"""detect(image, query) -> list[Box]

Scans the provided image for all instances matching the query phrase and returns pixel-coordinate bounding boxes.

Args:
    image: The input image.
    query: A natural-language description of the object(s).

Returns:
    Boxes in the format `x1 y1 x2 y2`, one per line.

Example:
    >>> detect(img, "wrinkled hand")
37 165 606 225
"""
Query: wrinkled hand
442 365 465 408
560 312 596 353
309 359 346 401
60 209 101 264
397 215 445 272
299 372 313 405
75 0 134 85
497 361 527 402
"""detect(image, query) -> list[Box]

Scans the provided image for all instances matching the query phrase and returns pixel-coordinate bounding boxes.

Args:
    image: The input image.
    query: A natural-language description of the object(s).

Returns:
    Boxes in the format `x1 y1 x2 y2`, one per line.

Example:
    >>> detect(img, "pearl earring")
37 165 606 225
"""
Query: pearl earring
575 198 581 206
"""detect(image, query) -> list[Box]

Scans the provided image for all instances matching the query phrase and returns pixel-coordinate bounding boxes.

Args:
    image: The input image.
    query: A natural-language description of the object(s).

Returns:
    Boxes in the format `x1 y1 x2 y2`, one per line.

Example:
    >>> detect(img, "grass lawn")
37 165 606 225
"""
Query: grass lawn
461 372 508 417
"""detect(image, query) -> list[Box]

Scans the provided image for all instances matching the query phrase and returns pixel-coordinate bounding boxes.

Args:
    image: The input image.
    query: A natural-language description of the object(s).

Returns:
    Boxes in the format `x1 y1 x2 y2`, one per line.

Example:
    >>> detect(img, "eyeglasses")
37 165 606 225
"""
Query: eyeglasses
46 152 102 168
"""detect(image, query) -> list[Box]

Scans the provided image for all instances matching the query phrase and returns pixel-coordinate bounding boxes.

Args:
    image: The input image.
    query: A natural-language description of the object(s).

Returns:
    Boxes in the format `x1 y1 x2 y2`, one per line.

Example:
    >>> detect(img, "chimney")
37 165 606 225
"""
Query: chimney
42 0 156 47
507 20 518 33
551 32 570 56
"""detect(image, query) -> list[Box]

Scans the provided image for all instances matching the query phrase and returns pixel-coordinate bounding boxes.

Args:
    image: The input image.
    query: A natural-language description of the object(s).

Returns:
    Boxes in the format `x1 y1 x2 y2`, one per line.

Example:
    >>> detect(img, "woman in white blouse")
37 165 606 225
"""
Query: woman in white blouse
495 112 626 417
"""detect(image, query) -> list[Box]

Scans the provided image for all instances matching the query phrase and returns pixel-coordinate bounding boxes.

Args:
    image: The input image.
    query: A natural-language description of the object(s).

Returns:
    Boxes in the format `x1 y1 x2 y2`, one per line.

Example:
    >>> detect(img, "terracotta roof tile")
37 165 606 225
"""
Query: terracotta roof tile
________________
### Goal of the exercise
State only the number of lines in these entries that contain "terracotta".

### Solved problem
2